--- Page text Enclosed Below ---
- Wendell Brock For the AJC
Last year, I had the good fortune of eating my way around Delhi, India, for a couple of days. Thankfully, my guide, Manjeet, was a fellow food lover — not at all shy about navigating the crowded, labyrinthine nooks and crannies of the old city in pursuit of vegetarian parathas, chicken tikka and samosas fried in hot oil while we watched.
Back home, I never imagined I’d find anything to compare to this. Then I discovered Kabab Express in Decatur.
After sampling this 10-month-old, family-owned restaurant’s Indian-Pakistani-style seekh kebabs, I knew I’d found a spot as authentic and satisfying as anything I encountered during my ramble around the north of India.
Situated in a Church Street shopping center anchored by a Patel Brothers supermarket, Kabab Express is an essential destination for lovers of the complex and wildly colorful food that is a staple of South Asian halal kitchens.
--- End of Enclosed Page text ---
In the Kabab Express review, rewrite the paragraph that begins "Last year, I had the good fortune" more briefly while keeping its main facts. The records are separate material and have no connection to the Kabab Express review.
--- Data records Enclosed Below ---
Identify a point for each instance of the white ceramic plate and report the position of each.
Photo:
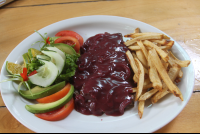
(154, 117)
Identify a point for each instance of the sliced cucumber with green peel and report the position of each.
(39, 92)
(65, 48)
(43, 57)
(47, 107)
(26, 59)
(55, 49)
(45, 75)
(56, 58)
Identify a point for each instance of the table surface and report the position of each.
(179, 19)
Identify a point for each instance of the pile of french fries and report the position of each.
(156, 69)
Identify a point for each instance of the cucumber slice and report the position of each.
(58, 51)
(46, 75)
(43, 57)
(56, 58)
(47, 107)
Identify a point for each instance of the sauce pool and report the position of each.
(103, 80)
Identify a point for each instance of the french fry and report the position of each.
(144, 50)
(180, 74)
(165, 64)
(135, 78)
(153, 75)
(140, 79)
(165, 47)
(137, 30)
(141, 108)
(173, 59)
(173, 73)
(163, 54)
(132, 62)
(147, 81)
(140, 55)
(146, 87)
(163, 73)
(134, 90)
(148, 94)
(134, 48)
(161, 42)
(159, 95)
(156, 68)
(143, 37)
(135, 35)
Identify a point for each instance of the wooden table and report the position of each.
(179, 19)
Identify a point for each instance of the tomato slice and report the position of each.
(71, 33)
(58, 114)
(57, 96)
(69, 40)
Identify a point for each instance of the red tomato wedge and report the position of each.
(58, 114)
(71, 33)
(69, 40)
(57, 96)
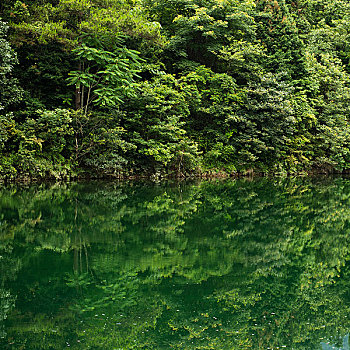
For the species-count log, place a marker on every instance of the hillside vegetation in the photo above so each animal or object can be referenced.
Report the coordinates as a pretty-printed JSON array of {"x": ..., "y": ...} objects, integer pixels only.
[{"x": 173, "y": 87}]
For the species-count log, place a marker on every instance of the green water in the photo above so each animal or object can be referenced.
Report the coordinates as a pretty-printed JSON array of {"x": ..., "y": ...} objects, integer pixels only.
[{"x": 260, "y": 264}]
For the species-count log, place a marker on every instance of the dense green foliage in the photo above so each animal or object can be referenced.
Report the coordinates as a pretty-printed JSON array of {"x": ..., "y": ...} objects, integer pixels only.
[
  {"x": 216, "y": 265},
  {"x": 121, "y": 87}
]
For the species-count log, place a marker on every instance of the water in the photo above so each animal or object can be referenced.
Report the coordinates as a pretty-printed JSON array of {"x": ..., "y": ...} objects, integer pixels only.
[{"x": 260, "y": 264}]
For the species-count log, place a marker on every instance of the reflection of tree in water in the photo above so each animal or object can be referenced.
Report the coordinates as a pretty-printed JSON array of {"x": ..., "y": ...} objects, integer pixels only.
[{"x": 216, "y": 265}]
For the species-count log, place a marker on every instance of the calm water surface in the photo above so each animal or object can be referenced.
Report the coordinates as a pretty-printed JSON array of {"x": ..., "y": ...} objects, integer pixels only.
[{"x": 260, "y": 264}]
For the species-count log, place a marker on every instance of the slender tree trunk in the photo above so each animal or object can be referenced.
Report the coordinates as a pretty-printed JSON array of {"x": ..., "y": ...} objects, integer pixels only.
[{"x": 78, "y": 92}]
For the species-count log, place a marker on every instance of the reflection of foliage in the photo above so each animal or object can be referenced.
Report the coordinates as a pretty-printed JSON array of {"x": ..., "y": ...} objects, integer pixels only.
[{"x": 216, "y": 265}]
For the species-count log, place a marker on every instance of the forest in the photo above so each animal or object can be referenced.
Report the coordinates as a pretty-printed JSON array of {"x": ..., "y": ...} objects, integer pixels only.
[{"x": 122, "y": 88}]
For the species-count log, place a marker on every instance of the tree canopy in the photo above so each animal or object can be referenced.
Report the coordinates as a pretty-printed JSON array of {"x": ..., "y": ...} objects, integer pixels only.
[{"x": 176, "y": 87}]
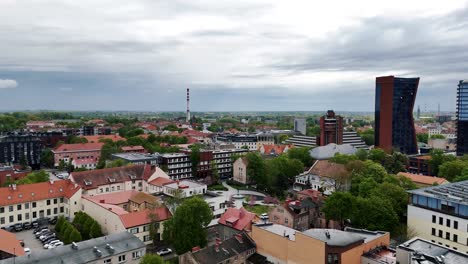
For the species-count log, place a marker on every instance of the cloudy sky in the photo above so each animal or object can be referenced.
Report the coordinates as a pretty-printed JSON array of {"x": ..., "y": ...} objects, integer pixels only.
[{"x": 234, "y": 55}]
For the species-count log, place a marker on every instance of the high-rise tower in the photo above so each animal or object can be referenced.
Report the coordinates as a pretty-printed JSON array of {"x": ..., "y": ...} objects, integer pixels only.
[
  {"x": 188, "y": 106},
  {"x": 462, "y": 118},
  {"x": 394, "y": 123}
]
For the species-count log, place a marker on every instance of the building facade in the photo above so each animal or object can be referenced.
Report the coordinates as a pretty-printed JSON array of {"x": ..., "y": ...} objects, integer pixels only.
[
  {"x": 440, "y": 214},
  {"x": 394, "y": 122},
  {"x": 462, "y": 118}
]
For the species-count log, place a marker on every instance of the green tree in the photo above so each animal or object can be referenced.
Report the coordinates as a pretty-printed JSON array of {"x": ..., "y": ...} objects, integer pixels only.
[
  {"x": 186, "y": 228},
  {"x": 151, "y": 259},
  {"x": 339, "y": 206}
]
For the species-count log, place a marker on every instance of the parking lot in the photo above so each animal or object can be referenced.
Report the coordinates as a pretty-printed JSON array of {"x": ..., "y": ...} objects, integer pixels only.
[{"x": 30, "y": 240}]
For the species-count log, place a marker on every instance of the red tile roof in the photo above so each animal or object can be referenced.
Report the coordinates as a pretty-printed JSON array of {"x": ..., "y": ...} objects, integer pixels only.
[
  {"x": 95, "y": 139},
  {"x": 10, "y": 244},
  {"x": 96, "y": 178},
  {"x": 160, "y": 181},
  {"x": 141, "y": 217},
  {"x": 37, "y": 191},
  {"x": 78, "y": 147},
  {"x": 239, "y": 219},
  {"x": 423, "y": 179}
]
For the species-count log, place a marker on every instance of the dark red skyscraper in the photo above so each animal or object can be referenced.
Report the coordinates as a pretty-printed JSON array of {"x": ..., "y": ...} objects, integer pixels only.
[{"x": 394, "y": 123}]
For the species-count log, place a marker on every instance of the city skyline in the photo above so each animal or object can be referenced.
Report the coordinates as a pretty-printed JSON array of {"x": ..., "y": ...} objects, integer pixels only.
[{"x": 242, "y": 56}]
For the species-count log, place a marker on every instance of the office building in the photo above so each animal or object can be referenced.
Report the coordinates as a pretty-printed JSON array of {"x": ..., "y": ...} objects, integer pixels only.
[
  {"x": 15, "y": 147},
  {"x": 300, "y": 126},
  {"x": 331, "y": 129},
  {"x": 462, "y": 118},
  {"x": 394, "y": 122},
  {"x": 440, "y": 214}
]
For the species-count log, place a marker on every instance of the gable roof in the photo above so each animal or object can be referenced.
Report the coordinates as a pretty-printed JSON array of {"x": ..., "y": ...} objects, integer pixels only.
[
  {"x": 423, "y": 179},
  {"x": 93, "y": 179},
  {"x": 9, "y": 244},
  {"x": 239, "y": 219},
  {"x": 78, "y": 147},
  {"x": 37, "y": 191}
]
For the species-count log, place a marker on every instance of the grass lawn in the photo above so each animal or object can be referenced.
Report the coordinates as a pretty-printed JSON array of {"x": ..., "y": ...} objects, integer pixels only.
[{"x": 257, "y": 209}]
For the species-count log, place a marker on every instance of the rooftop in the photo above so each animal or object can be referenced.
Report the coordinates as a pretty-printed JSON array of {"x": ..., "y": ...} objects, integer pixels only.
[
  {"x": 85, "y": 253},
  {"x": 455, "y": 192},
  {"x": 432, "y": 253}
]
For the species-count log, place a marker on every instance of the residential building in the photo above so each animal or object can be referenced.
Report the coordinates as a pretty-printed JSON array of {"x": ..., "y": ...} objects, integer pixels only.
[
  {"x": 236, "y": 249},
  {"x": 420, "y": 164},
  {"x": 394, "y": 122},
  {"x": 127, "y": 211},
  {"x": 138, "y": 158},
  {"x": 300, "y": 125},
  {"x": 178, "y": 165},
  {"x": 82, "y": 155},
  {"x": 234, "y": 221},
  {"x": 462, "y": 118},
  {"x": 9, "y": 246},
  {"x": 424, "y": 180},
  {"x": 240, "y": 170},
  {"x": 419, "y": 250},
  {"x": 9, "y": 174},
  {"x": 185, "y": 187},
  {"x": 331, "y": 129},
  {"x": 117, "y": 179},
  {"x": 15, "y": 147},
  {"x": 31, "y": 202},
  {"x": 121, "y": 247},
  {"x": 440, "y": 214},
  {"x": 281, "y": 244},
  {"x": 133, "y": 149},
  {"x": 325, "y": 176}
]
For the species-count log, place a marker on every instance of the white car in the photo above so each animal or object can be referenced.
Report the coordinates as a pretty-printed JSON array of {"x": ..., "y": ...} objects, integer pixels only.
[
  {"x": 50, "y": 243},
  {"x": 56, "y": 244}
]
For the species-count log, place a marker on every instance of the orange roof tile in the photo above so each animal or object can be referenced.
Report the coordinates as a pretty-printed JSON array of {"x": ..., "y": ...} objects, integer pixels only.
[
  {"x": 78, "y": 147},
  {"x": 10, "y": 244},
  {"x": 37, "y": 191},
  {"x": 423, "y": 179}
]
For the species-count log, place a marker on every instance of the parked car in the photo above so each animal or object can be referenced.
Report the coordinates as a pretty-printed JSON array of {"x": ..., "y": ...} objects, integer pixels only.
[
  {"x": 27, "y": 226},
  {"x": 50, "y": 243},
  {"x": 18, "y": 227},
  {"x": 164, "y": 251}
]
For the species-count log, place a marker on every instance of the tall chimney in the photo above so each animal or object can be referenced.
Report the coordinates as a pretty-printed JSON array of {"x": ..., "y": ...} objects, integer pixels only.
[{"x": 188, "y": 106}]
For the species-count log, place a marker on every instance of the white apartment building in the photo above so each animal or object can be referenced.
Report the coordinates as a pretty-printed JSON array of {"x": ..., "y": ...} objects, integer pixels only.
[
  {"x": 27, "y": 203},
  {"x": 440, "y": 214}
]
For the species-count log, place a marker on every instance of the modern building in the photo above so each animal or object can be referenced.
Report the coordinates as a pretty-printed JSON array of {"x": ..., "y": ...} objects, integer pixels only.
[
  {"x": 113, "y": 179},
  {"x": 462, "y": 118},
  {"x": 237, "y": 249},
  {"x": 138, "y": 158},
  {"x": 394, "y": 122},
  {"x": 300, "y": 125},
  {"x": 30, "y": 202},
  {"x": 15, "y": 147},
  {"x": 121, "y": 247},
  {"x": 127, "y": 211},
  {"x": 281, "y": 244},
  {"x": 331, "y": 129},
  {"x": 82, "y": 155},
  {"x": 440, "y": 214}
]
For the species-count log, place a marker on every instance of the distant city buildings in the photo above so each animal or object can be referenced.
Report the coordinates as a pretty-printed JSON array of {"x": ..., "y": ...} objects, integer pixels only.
--- End of Enclosed Data records ---
Exercise solution =>
Last year I spent a couple of days eating my way around Delhi, India, with Manjeet, a guide who also loved food. Manjeet led me through the old city's crowded, maze-like lanes in search of vegetarian parathas, chicken tikka and samosas fried in hot oil as we watched.